__AVAILABLE RECORDS__
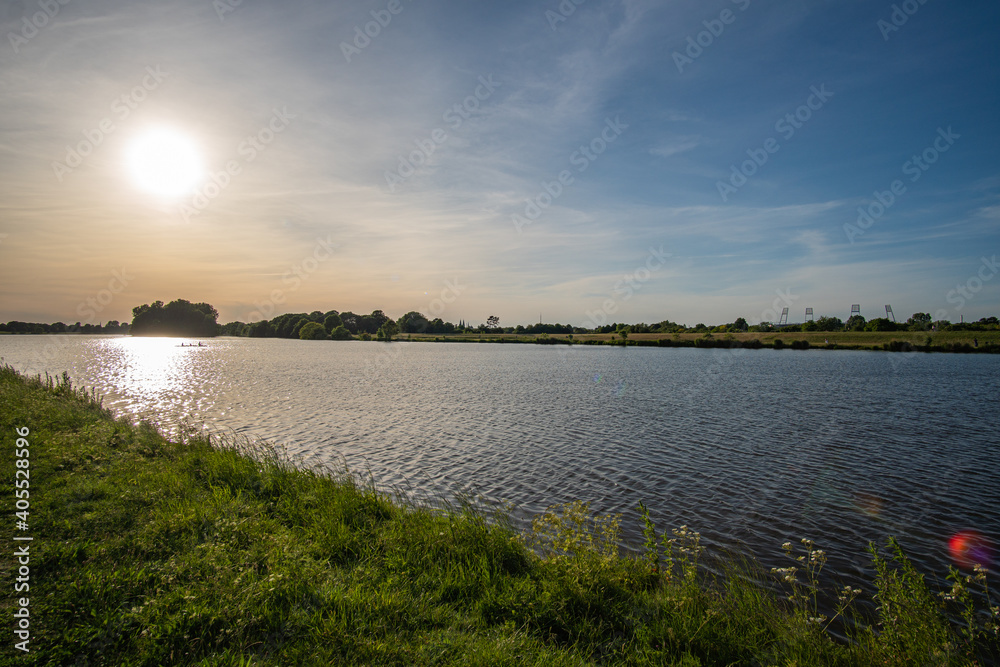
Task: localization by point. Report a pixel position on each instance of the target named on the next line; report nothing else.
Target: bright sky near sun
(688, 160)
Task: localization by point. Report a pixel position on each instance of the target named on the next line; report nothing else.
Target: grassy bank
(896, 341)
(151, 552)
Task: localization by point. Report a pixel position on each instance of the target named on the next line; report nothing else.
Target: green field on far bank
(151, 552)
(943, 341)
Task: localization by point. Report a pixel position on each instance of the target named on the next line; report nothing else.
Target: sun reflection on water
(159, 374)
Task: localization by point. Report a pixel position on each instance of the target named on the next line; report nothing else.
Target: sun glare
(165, 162)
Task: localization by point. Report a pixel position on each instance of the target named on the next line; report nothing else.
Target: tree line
(183, 318)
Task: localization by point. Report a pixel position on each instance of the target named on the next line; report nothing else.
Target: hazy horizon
(692, 161)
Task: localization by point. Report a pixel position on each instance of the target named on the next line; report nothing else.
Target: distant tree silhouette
(177, 318)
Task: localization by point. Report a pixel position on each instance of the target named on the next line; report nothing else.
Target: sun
(165, 162)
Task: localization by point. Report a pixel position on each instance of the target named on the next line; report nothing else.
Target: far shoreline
(963, 342)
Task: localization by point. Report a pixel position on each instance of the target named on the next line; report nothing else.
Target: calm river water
(750, 447)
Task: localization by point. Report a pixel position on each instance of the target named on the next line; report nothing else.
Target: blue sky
(642, 138)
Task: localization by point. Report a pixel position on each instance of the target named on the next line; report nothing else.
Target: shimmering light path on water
(752, 448)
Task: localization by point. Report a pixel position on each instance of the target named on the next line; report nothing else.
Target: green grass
(943, 341)
(151, 552)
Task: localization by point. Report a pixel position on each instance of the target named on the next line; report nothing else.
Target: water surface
(751, 447)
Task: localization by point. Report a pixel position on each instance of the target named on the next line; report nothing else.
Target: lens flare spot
(969, 547)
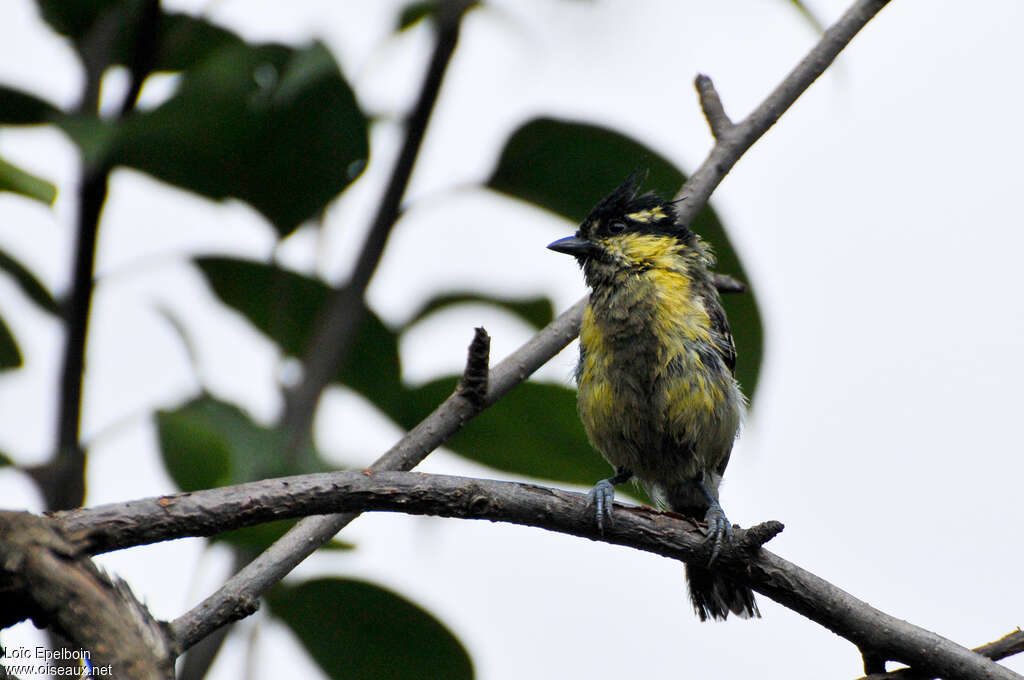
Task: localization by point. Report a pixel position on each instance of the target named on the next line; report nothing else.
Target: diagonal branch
(237, 597)
(1008, 645)
(640, 527)
(732, 140)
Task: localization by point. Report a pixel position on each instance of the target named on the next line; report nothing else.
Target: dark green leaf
(358, 631)
(207, 443)
(270, 125)
(15, 180)
(10, 355)
(18, 108)
(179, 43)
(536, 311)
(286, 306)
(414, 11)
(808, 14)
(186, 40)
(568, 167)
(29, 284)
(75, 18)
(96, 138)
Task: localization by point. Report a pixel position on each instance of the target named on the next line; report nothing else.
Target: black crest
(639, 212)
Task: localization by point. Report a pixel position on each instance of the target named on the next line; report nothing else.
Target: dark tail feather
(715, 595)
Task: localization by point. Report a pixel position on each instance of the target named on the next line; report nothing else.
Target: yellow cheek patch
(645, 216)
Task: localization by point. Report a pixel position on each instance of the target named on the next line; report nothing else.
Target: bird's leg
(603, 493)
(719, 526)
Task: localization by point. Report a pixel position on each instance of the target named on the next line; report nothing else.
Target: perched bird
(656, 392)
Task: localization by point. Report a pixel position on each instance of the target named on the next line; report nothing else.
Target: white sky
(879, 224)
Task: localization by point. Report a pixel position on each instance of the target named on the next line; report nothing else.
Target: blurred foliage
(15, 180)
(10, 355)
(359, 631)
(29, 284)
(280, 128)
(207, 443)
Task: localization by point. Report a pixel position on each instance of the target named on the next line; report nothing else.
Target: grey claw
(719, 529)
(601, 497)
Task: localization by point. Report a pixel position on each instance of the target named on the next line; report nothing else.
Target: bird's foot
(601, 497)
(719, 529)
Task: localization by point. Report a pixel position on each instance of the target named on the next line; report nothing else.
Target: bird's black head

__PROBLEM REQUIREMENTS__
Copy the material above in full and exactly, skipping pictures.

__RESULT OF THE EXERCISE__
Task: localization by point. Report a pixel position on each instance of the target named on the next line; report nothing else.
Target: bright sky near sun
(688, 160)
Task: localization by point. Report a pixel position on each instance of the target named on the next line; report nothing else.
Target: grassy bank
(896, 341)
(151, 552)
Task: localization by point. Report a pixel position on each instance of the target named on the next line; report nothing else.
Target: green field on far bank
(151, 552)
(943, 341)
Task: localization by point. Report a pixel position on each instance of the target named on the next line; report nothing else.
Target: sun reflection on water
(159, 374)
Task: localization by point. Report a pixel position on each instance of the target named on the next line; report nothing else.
Target: sun glare
(165, 162)
Task: localization by point. Report a pixel position on each instance of the target named on the next line; report nothing else.
Target: tree line
(183, 318)
Task: localization by point. Report a pixel position on each instance of the target named on the next line; report nothing else.
Target: hazy horizon
(692, 161)
Task: localization by point. Report a pixel position on each instance of the target named on the next line; report nothing else.
Target: distant tree silhouette
(177, 318)
Task: localization by point. Report a pixel position on each instance of the target named on the next line; report nothing else.
Target: sun
(165, 162)
Task: localization by point. Report a pixel position on each instance of the target named on the next line; report nothing else.
Target: far shoreline
(963, 342)
Task: localization by point. Report a pixel position on each instance of the target named on the next line; report nothing else.
Target: calm river water
(750, 447)
Task: localization by point. Report a pixel position on each instance of the target named on the next line; report nothing else.
Target: blue sky
(642, 138)
Task: localization by point. Report a pixel position on each instance of the target named on the next line; report nothing else.
Target: shimmering light path on water
(752, 448)
Task: localization by point. Report a pixel position on each instance of the target named on the next line; report nothing else.
Target: green grass
(943, 341)
(151, 552)
Task: localization by point. Report a pixel position on each instance of the target named on the next line; report nothing else.
Target: water surface
(751, 447)
Task: localization by point. Report a pixel position on each instance of the target named on the next line; report nothing else.
Target: lens flare spot
(969, 547)
Task: localization by point. Report a pixel position on each instance of the target named on the next line; report nothing else.
Target: diagonal branch
(237, 597)
(1008, 645)
(640, 527)
(732, 140)
Task: localization by point. Report a pixel position on each instance of the target named on the next line; report nothing else.
Target: dark green leaf
(358, 631)
(207, 443)
(270, 125)
(15, 180)
(10, 355)
(18, 108)
(179, 43)
(536, 311)
(286, 306)
(414, 11)
(808, 14)
(186, 40)
(568, 167)
(29, 284)
(75, 18)
(96, 138)
Task: localization by point. Report a pixel position on each instance of the target named on the next line; report nothing else.
Target: black crest
(639, 212)
Task: localization by point. Report a pixel position on each instance of the target named on the next line; report nothing else.
Target: dark tail feather
(715, 595)
Task: localization by point. Report a pixel position on each instance of the target named on the next line; report nothing else.
Target: yellow cheek patch
(645, 216)
Task: localization by point. Report a pixel position on each instance of the target named on the next line; report nothing else.
Target: bird's leg
(603, 493)
(719, 526)
Task: localization by point. Report a pixel position on each instance of the target named on the next line; report nothing else.
Target: perched bird
(656, 392)
Task: localization by point. Report a pixel position on each instance of the target named on the next line; report nothing else.
Target: white sky
(879, 224)
Task: localization by point. Report a pixel position on each instance of the target named on the next line; report nothing else.
Target: blurred foliage
(15, 180)
(10, 355)
(359, 631)
(29, 284)
(280, 128)
(207, 443)
Task: localization by point. Report a pixel position on each instance of the target named on the next line; report nothing else.
Target: grey claw
(719, 529)
(601, 497)
Task: localization by point. Report a pixel position on each instance of the target named on the next line; report nothing else.
Target: bird's foot
(601, 497)
(719, 529)
Task: localization by point. Report a pixel position on each instance of the target named on the next line; report nothing else.
Target: bird's black head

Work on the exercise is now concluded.